> Problemas:
1) Según el artículo, ¿en qué lugares resulta molesto, a juicio de quienes se quejan, pelar y comer mandarinas?
2) Indique si cada una de las siguientes afirmaciones concuerda con el artículo: (a) las quejas sobre las mandarinas se escuchan en la televisión; (b) a quienes se quejan no los ofenden los difusores automáticos de fragancias de síntesis; (c) la mandarina madura en el suelo.
3) Transcriba el fragmento del artículo que comienza en "De fondo, en" y concluye en "es la criminal.".

> Artículo:
>>>>
De fondo, en la radio, redactores, periodistas y tertulianos, comparten jocosos sus quejas sobre lo molesto y agitador del acto de pelar y comer mandarinas en la oficina o en el metro. Que su ‘olor’ no tienen por qué aguantarlo, que debería ser un acto relegado a la intimidad, al aislamiento: tu mandarina y vos. No los ofenden los difusores automáticos de fragancias de síntesis, no incomodan los eau de toilette que copan el ambiente, el dulzor ficticio que deja el suavizante en la ropa, las cremas del pelo, el gasoil quemado dale que va elevándose desde cada escape, las lociones en la piel, la lejía de los baños, el aroma pino silvestre del suelo, el tabaco que se pega en la silueta de fumador y sus convivientes. Tan sencilla, tan simple, práctica y estacional. Alimento y aroma que nace del suelo y madura en la altura: la mandarina es la criminal.
<<<<
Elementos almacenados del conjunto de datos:
>>>>
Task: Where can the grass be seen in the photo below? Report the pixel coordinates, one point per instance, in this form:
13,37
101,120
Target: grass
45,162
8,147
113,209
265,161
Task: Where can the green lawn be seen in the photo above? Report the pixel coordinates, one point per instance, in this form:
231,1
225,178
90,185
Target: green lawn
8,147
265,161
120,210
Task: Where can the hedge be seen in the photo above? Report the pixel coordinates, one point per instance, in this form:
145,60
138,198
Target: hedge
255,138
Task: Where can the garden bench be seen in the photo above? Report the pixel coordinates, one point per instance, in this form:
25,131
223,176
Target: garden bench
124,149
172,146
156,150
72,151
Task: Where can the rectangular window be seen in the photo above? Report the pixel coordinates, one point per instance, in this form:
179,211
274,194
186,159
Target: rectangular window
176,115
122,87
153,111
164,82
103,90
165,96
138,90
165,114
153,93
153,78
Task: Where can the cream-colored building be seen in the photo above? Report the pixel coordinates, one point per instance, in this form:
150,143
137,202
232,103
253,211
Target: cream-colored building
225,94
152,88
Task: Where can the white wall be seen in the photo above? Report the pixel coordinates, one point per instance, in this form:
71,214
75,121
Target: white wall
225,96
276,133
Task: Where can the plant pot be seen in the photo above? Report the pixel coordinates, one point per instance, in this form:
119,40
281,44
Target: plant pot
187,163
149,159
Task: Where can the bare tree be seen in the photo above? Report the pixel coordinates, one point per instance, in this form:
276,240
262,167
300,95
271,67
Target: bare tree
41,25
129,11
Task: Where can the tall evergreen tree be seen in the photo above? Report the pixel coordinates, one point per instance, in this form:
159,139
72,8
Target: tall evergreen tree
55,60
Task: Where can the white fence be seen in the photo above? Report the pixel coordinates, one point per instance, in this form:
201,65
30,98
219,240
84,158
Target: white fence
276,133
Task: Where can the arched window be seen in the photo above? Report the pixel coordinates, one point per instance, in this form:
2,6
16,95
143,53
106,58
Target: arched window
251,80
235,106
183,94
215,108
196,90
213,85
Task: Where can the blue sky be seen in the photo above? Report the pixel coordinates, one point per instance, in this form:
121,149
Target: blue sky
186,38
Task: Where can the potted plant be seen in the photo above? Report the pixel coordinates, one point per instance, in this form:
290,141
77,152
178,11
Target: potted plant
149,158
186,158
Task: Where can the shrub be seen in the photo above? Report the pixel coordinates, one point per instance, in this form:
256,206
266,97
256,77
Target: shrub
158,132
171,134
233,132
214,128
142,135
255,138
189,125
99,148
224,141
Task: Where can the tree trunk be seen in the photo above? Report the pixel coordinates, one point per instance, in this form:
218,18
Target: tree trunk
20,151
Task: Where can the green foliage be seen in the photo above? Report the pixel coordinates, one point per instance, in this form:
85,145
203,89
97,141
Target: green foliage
<<<<
> Soluciones:
1) En la oficina o en el metro.

2)
(a) No: "De fondo, en la radio, redactores, periodistas y tertulianos, comparten jocosos sus quejas".
(b) Sí: "No los ofenden los difusores automáticos de fragancias de síntesis".
(c) No: "Alimento y aroma que nace del suelo y madura en la altura".

3)
De fondo, en la radio, redactores, periodistas y tertulianos, comparten jocosos sus quejas sobre lo molesto y agitador del acto de pelar y comer mandarinas en la oficina o en el metro. Que su ‘olor’ no tienen por qué aguantarlo, que debería ser un acto relegado a la intimidad, al aislamiento: tu mandarina y vos. No los ofenden los difusores automáticos de fragancias de síntesis, no incomodan los eau de toilette que copan el ambiente, el dulzor ficticio que deja el suavizante en la ropa, las cremas del pelo, el gasoil quemado dale que va elevándose desde cada escape, las lociones en la piel, la lejía de los baños, el aroma pino silvestre del suelo, el tabaco que se pega en la silueta de fumador y sus convivientes. Tan sencilla, tan simple, práctica y estacional. Alimento y aroma que nace del suelo y madura en la altura: la mandarina es la criminal.